* Task details:
Transcribe the part of the cord blood donation story below starting at "During prenatal preparations, Rebekah" and ending at "or the baby.".

* Excerpted text:
+++

Rebekah Drechsel

During prenatal preparations, Rebekah Drechsel asked about cord blood banking.

Instead of treating cord blood as medical waste, she recognized the donation as “a way to possibly save another person’s life. If I can take an easy step to help someone, why wouldn’t I? I didn’t see any downside to it,” said Drechsel, who is also a registered organ donor. “I’m a big believer in contributing to the greater good.”

So, when their son Ethan was born at Kaiser Permanente San Francisco Medical Center in 2017, she and her husband Anthony Duran didn’t hesitate to donate. She found the process to be painless, and there was no impact on her or the baby.

Cord blood donated at Kaiser Permanente San Francisco, the city’s first public cord blood donation center, is shipped to the Cleveland Cord Blood Center which collects, processes, stores and distributes stem-cell rich umbilical cord blood for research or transplantation in patients with life-threatening disorders such as leukemia, lymphoma and immune system disorders. In addition to the potential of Ethan’s cord blood being a match for a transplant recipient, Drechsel understood that the donation could also be used in research to explore medical advances using umbilical cord blood. “Cures come from research, and scientific advances in research may not be made without such donations,” Drechsel said

Drechsel, who is of European descent, and her husband being of Mexican heritage, recognized the importance of donors from mixed heritage. Ethan’s cord blood contributes to helping meet the increasing demand for mixed race donations, an area of particular focus of the Cleveland Cord Blood Center.

“At the end of the day, the extent to which you can broaden and diversify cord blood contributions, you’re helping to increase the possibility of a match and a successful treatment,” she added. “If it’s something you can do to save a life, that’s an amazing thing. Why not go for it?”

+++

* Records:

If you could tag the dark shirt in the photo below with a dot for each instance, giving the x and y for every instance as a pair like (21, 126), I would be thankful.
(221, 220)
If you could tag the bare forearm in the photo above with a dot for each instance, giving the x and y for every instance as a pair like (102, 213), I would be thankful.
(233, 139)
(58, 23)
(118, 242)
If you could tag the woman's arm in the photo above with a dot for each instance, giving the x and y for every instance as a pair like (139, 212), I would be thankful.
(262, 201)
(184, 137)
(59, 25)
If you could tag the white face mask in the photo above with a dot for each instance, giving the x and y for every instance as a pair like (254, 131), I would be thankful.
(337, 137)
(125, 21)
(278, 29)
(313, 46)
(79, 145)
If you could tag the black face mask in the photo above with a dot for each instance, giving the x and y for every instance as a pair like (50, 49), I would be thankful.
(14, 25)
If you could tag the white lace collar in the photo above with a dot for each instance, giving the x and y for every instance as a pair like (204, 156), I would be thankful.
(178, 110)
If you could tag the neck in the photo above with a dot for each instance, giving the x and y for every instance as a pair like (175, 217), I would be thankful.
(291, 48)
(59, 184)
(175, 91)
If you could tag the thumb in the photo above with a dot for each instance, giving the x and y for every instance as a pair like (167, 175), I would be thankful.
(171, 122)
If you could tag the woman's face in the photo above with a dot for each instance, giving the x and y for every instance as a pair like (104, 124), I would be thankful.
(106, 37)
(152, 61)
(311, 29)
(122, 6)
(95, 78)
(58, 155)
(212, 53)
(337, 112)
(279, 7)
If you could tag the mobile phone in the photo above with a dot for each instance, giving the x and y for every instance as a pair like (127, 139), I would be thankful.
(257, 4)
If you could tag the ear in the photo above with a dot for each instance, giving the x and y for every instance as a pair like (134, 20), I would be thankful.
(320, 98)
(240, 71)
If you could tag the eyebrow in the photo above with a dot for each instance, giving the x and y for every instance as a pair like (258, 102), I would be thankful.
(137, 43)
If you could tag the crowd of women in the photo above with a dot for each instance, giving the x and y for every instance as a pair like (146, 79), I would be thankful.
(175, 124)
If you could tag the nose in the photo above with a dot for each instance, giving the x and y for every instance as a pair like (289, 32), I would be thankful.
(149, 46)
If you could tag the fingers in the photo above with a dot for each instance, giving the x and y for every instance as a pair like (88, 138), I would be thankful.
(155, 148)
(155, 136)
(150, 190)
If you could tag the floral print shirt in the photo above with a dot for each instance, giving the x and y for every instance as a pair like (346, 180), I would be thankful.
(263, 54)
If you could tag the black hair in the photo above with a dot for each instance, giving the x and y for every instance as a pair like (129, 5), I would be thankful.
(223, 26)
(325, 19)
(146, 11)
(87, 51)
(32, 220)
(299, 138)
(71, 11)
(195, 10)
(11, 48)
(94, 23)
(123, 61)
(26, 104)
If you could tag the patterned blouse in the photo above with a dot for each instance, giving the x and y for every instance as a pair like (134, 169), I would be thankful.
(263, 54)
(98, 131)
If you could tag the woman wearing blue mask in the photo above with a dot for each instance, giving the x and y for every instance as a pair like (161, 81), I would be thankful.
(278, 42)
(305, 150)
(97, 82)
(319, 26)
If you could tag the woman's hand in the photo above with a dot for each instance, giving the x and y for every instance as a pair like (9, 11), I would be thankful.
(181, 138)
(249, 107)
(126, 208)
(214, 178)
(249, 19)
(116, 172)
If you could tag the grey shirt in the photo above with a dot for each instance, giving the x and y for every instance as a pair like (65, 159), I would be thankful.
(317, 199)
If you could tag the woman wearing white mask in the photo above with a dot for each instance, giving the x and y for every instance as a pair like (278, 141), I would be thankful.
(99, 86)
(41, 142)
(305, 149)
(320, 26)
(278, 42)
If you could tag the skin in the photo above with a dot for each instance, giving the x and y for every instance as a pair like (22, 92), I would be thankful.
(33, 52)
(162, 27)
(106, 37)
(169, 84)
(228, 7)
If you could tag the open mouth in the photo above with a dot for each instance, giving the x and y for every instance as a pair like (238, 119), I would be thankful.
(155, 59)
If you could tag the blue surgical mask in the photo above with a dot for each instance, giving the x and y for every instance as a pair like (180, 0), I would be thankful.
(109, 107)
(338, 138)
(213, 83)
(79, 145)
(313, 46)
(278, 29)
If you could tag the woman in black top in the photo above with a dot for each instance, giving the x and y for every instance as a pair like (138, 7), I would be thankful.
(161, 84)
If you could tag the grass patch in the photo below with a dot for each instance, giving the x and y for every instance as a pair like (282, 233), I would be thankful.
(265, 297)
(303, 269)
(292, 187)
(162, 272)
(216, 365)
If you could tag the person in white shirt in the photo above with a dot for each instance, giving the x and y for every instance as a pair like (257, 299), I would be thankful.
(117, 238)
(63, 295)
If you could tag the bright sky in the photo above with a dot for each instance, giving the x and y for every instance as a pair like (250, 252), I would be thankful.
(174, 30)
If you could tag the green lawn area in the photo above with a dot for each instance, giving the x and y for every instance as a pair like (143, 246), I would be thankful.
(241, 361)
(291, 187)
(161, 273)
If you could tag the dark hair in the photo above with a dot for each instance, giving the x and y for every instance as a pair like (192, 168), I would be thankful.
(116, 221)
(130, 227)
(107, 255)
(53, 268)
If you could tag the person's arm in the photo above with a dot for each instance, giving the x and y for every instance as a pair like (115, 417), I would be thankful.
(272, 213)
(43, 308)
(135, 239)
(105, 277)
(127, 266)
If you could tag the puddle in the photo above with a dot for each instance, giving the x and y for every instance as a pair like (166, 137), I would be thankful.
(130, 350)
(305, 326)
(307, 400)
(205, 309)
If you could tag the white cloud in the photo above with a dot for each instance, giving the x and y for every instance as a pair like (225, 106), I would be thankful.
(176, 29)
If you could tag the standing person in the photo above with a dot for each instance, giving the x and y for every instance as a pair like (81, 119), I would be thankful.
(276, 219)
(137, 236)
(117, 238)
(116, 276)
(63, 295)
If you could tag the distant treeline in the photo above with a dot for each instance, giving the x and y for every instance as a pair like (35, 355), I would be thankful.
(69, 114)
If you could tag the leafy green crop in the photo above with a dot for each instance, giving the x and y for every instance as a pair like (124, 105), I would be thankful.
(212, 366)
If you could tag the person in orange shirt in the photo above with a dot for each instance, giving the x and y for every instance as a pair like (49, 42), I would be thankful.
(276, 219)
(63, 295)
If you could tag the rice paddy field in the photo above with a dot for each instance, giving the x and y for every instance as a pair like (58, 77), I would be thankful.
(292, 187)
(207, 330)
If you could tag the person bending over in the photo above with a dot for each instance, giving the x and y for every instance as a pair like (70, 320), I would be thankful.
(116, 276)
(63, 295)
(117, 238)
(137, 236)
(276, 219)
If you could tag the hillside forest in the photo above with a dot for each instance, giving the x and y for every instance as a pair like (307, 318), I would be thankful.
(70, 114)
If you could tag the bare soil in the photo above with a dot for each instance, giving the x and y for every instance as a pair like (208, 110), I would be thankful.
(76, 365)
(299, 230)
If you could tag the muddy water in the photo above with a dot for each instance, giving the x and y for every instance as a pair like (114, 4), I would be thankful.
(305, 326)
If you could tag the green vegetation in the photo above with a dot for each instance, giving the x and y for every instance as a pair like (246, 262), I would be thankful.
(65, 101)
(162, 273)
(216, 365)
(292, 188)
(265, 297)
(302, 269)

+++

* Written answer:
During prenatal preparations, Rebekah Drechsel asked about cord blood banking.

Instead of treating cord blood as medical waste, she recognized the donation as “a way to possibly save another person’s life. If I can take an easy step to help someone, why wouldn’t I? I didn’t see any downside to it,” said Drechsel, who is also a registered organ donor. “I’m a big believer in contributing to the greater good.”

So, when their son Ethan was born at Kaiser Permanente San Francisco Medical Center in 2017, she and her husband Anthony Duran didn’t hesitate to donate. She found the process to be painless, and there was no impact on her or the baby.